● TASK TO CARRY OUT:
Copy out the material below, replacing "place a dot" with "mark a point" wherever it occurs and changing nothing else. Leave the pictures out of your answer.

● ENTRIES SHOWN:
^^^^
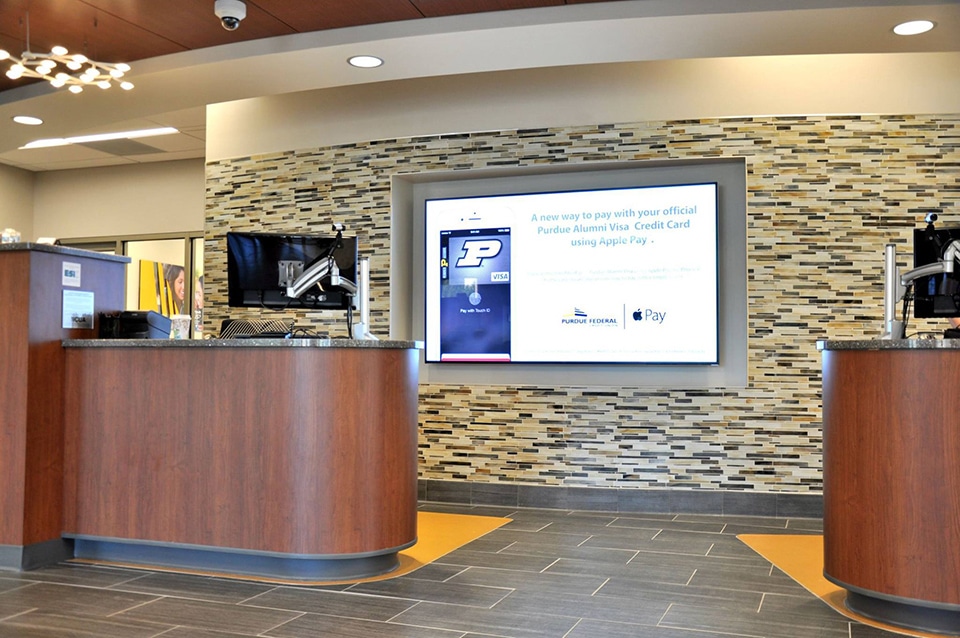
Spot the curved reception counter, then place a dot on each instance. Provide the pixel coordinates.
(292, 459)
(891, 456)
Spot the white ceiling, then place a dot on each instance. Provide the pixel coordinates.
(173, 90)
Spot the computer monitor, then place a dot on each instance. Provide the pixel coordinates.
(935, 295)
(262, 266)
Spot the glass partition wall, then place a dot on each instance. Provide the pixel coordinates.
(165, 273)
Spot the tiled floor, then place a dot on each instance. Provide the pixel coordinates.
(547, 574)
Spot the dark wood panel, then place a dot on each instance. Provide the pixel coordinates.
(14, 314)
(31, 384)
(435, 8)
(308, 15)
(891, 478)
(295, 450)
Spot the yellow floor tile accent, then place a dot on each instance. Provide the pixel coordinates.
(800, 556)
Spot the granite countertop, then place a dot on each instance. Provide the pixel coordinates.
(241, 343)
(889, 344)
(62, 250)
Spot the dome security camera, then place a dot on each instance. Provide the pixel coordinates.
(230, 12)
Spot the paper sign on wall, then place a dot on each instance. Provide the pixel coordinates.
(77, 309)
(71, 274)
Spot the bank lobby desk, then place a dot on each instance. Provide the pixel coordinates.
(891, 479)
(286, 458)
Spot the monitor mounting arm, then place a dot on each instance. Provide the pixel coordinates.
(895, 284)
(326, 267)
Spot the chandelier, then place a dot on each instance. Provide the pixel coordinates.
(60, 68)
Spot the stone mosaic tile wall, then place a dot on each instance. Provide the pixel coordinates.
(825, 195)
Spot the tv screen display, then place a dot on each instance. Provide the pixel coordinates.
(936, 295)
(259, 267)
(614, 275)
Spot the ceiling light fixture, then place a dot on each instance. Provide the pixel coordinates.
(365, 61)
(29, 120)
(100, 137)
(914, 27)
(44, 66)
(60, 68)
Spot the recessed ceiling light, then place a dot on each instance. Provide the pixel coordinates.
(82, 139)
(365, 61)
(914, 27)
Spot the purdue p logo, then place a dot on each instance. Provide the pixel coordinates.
(476, 250)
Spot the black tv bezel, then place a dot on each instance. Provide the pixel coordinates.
(928, 246)
(241, 295)
(715, 183)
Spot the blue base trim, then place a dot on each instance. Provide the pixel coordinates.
(26, 557)
(238, 562)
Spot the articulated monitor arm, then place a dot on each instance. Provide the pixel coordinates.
(895, 284)
(324, 268)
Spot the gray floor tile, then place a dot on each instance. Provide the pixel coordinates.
(538, 582)
(467, 557)
(221, 590)
(597, 628)
(70, 599)
(215, 616)
(452, 593)
(755, 624)
(595, 554)
(351, 605)
(674, 572)
(313, 626)
(50, 625)
(621, 609)
(528, 624)
(546, 574)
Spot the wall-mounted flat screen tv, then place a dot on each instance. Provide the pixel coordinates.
(935, 295)
(260, 267)
(615, 275)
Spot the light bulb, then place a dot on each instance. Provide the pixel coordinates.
(914, 27)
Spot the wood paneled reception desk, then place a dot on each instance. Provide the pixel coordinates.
(286, 458)
(891, 479)
(47, 294)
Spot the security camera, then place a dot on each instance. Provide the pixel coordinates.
(230, 12)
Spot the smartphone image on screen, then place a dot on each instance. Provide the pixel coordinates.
^^^^
● COMPLETED TASK:
Spot the curved reception counter, then mark a point on each instance. Provide the pixel coordinates.
(292, 459)
(891, 456)
Spot the white ceiling, then mark a point on each instance. Provide the pixel coordinates.
(173, 90)
Spot the computer monitor, then mark a point on each instance. Provide the pixel coordinates.
(935, 295)
(262, 266)
Spot the glass partition wall, then mark a point on each instance. Provide the pixel coordinates.
(165, 273)
Spot the tiled floor, then mark a point on each instance. Provide the pixel coordinates.
(547, 574)
Spot the dark wood panel, then mark a point on each instance. Provide the pixel coordinates.
(14, 314)
(31, 384)
(435, 8)
(308, 15)
(891, 478)
(295, 450)
Spot the yellow floor tile accent, then mark a point on each instance. Provide the pixel coordinates.
(800, 556)
Spot the granite countertop, then mark a point on each instance. Provide the pixel coordinates.
(241, 343)
(889, 344)
(62, 250)
Spot the dome security camera, then mark a point on each instance. Provide the pixel coordinates.
(230, 12)
Spot the paper sign on wall, then mark a point on each instance. Provide the pixel coordinates.
(77, 309)
(71, 274)
Spot the bank lobby desk, then mark a point on each instance. Provide the pixel coordinates.
(891, 479)
(286, 458)
Spot the monitor mounting arm, then mark a point on each instance. Provide the pixel coordinates.
(895, 284)
(326, 267)
Spot the chandelier, then mark a point on each instance. Provide the pixel coordinates.
(60, 68)
Spot the stone mosaic tile wall, then mark a point on each instance. Provide the pixel coordinates.
(825, 195)
Spot the tv screen display, then mark a point on each instance. Provide the pixel coordinates.
(936, 295)
(259, 267)
(614, 275)
Spot the ceiling light fixture, then mark a point on each instance. Provide the pixel coordinates.
(365, 61)
(29, 120)
(100, 137)
(914, 27)
(44, 66)
(60, 68)
Spot the recessed ceiling light, then mark a point on each instance. Provide the pixel coordinates.
(82, 139)
(365, 61)
(914, 27)
Spot the purdue p logo, then mark a point on each instance. Provide the pixel coordinates.
(476, 250)
Spot the black tv bezel, then mark a point on each instance. Provide the pixel coordinates.
(928, 246)
(241, 295)
(715, 183)
Spot the blue base trim, then mark a point on each instance. Provide the pixel coordinates.
(26, 557)
(238, 562)
Spot the articulated monitor arm, then mark a point on each instance. Provide the pixel coordinates.
(895, 284)
(324, 268)
Spot the gray floor tile, then mark a point on each instance. Provide the pixel coordinates.
(538, 582)
(467, 557)
(221, 590)
(597, 628)
(70, 599)
(215, 616)
(452, 593)
(755, 624)
(595, 554)
(351, 605)
(674, 572)
(313, 626)
(50, 625)
(621, 609)
(528, 624)
(546, 574)
Spot the wall-mounted flat screen tv, then mark a point on each instance. Provide the pixel coordinates.
(935, 295)
(260, 267)
(615, 275)
Spot the light bulb, then mark a point on each instance. Provide the pixel coordinates.
(914, 27)
Spot the wood paneled reception desk, then mark a point on each instance. Provide the pixel coordinates.
(286, 458)
(891, 479)
(47, 294)
Spot the security camera, then mark a point on each instance. Provide the pixel coordinates.
(230, 12)
Spot the smartphone image on screen, then mark a point on each instance. Provide the pixel coordinates.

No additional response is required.